___ SELECTED EXCERPT

DIVORCE LETTER - A JOKE

Dear Wife:



I'm writing you this letter to tell you thatI'm leaving you for good.

I've been a good man to you for seven years and I have nothing to show

for it. These last two weeks have been hell. Your boss called to tell me

that you had quit your job today and that was the last straw. Last week,

you came home and didn't even notice that I had gotten a new hair cut,

cooked your favorite meal and even wore a brand new pair of silk

boxers.. You came home and ate in two minutes, and went straight to

sleep after watching all of your soaps. You don't tell me you love me

anymore, you don 't wan t sex anymore or anything. Either you're

cheating on me or you don't love me anymore, whatever the case is, I'm

gone.



Your EX-Husband



P.S. Don't try to find me. Your SISTER and I are moving away to West

Virginia together! Have a great life!



Dear Ex-Husband:



Nothing has made my day more than receiving your letter. It's true that

you and I have been

married for seven years, although a good man is a far cry from what

you've been. I watch my soaps so much because they drown out your

constant whining and griping. Too bad that doesn't work. I did notice

when you got a hair cut last week, the first thing that came to mind was

" You look just like a girl!" but my mother raised me not to say

anything if you can't say anythin g nice. And when you cooked my

favorite meal, you must have gotten me confused with MY SISTER, because

I stopped eating pork seven years ago. I turned away from you when you

had those new silk boxers on because the price tag was still on them. I

prayed that it was a coincidence that my sister had just borrowed fifty

dollars from me that morning ... And your silk boxers were $49.99. After

all of this, I still loved you and felt that we could work it out. So

when I discovered that I had hit the lotto for ten million dollars, I

quit my job and bought us two tickets to Jamaica. But when I got home

you were gone. Everything happens for a reason I guess. I hope you have

the fulfilling life you always wanted. My lawyer said that with your

letter that you wrote, you won't get a dime from me. So take care.

______

## THE TASKS
a. Repeat the passage of the divorce letter joke between "all of this, I" and "So take care.", inclusive.
b. In the divorce letter joke, what price was on the new silk boxers?

___ ROWS

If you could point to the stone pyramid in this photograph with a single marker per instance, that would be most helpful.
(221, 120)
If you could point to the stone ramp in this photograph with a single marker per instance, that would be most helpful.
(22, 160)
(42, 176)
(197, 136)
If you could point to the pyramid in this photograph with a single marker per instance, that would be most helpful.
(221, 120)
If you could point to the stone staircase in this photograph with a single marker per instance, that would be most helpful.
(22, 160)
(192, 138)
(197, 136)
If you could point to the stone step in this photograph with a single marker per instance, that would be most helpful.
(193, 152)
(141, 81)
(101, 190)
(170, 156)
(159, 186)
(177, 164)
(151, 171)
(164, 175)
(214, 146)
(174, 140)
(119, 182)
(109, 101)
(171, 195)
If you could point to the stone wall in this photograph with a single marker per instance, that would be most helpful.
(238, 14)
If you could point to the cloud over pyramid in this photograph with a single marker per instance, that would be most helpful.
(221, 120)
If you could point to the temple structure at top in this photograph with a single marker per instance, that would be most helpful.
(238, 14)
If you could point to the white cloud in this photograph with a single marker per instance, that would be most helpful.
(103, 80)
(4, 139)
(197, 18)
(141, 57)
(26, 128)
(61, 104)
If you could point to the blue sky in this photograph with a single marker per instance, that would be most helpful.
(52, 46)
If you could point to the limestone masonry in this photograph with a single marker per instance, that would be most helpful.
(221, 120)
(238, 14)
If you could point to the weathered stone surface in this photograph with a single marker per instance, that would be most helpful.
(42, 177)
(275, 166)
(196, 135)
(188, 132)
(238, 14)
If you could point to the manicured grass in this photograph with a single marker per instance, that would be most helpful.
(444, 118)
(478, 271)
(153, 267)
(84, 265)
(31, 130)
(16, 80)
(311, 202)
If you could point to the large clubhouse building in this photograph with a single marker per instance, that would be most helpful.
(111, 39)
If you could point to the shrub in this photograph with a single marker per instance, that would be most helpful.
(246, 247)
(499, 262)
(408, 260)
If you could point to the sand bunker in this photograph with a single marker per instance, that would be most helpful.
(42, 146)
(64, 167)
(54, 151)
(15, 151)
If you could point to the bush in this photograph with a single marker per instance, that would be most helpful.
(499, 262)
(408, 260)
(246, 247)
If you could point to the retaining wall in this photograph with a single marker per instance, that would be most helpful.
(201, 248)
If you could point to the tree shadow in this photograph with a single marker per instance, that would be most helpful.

______

## ANSWERS FOR THE TASKS
a.
all of this, I still loved you and felt that we could work it out. So

when I discovered that I had hit the lotto for ten million dollars, I

quit my job and bought us two tickets to Jamaica. But when I got home

you were gone. Everything happens for a reason I guess. I hope you have

the fulfilling life you always wanted. My lawyer said that with your

letter that you wrote, you won't get a dime from me. So take care.

b. $49.99